Directive |
Extract each line of the data below that contains the word "table".

Items |
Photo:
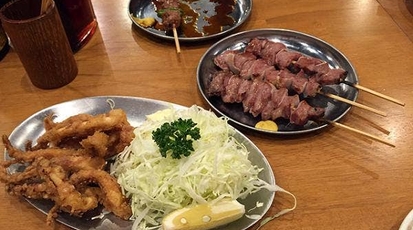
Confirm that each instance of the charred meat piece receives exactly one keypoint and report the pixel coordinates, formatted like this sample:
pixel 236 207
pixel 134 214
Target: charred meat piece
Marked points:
pixel 277 54
pixel 261 98
pixel 249 67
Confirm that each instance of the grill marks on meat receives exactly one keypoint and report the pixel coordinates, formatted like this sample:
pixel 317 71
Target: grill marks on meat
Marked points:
pixel 261 98
pixel 170 13
pixel 268 80
pixel 277 54
pixel 248 66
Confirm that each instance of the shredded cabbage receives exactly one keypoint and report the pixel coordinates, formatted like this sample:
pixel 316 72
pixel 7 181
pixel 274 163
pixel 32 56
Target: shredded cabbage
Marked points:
pixel 218 168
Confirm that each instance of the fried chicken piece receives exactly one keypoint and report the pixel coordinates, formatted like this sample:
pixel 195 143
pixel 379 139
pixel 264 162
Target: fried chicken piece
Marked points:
pixel 29 156
pixel 82 125
pixel 112 199
pixel 66 165
pixel 67 197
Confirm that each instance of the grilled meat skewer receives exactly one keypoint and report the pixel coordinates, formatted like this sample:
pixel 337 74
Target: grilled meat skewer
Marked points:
pixel 262 98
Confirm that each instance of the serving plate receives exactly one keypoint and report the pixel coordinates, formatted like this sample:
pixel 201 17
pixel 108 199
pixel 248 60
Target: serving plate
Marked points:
pixel 204 8
pixel 136 110
pixel 296 41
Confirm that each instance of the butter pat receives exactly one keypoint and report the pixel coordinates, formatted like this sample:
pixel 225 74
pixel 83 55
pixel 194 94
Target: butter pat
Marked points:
pixel 267 125
pixel 204 216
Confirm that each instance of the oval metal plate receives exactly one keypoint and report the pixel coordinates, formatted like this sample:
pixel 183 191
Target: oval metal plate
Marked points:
pixel 136 110
pixel 145 8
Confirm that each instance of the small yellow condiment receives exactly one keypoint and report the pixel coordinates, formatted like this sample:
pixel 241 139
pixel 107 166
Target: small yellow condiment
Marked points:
pixel 267 125
pixel 204 216
pixel 144 22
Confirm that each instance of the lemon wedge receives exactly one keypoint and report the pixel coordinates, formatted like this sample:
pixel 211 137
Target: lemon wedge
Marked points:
pixel 203 216
pixel 267 125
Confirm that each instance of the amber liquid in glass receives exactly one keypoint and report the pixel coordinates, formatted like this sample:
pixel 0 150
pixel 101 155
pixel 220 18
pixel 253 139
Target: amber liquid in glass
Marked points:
pixel 4 42
pixel 79 21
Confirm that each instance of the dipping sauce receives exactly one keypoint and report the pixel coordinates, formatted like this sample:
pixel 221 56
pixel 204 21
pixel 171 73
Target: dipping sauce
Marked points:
pixel 203 17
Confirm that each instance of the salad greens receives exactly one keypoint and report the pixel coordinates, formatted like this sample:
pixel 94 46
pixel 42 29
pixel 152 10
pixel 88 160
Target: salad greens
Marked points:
pixel 218 167
pixel 176 137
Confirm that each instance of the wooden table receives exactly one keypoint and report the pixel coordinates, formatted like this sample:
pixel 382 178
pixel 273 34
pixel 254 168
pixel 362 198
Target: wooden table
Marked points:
pixel 341 180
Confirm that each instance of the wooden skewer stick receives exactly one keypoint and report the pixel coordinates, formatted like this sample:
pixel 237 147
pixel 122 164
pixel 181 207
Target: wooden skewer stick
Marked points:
pixel 178 48
pixel 45 5
pixel 357 86
pixel 355 104
pixel 362 133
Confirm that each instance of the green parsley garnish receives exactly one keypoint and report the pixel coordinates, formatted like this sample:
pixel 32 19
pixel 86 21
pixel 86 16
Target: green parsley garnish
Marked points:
pixel 176 137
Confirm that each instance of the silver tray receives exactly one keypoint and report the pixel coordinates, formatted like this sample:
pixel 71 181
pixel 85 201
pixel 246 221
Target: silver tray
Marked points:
pixel 136 110
pixel 145 8
pixel 294 40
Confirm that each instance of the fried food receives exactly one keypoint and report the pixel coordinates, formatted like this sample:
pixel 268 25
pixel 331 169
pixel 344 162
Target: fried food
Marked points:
pixel 67 165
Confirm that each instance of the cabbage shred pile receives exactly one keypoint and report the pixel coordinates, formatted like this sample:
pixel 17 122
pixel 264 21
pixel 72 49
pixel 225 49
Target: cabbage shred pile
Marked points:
pixel 217 168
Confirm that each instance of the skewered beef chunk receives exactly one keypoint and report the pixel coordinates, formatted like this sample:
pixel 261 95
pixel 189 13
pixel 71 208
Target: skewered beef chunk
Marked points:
pixel 261 98
pixel 277 54
pixel 249 67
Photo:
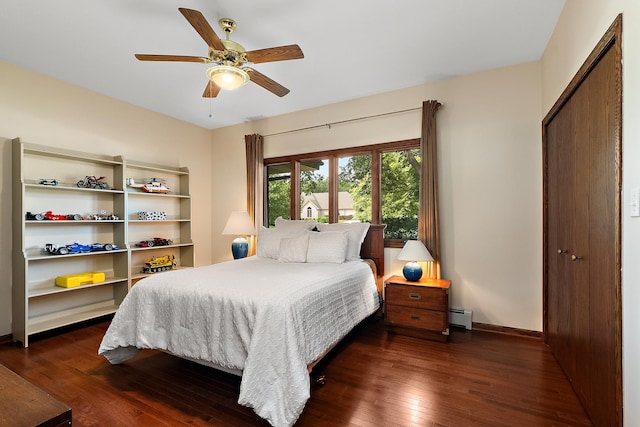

Reply to the task |
Confirm that each instance of the wooden table receives exactly one keypoint and report the pixel coordinates, formatted like this sample:
Target: wooden table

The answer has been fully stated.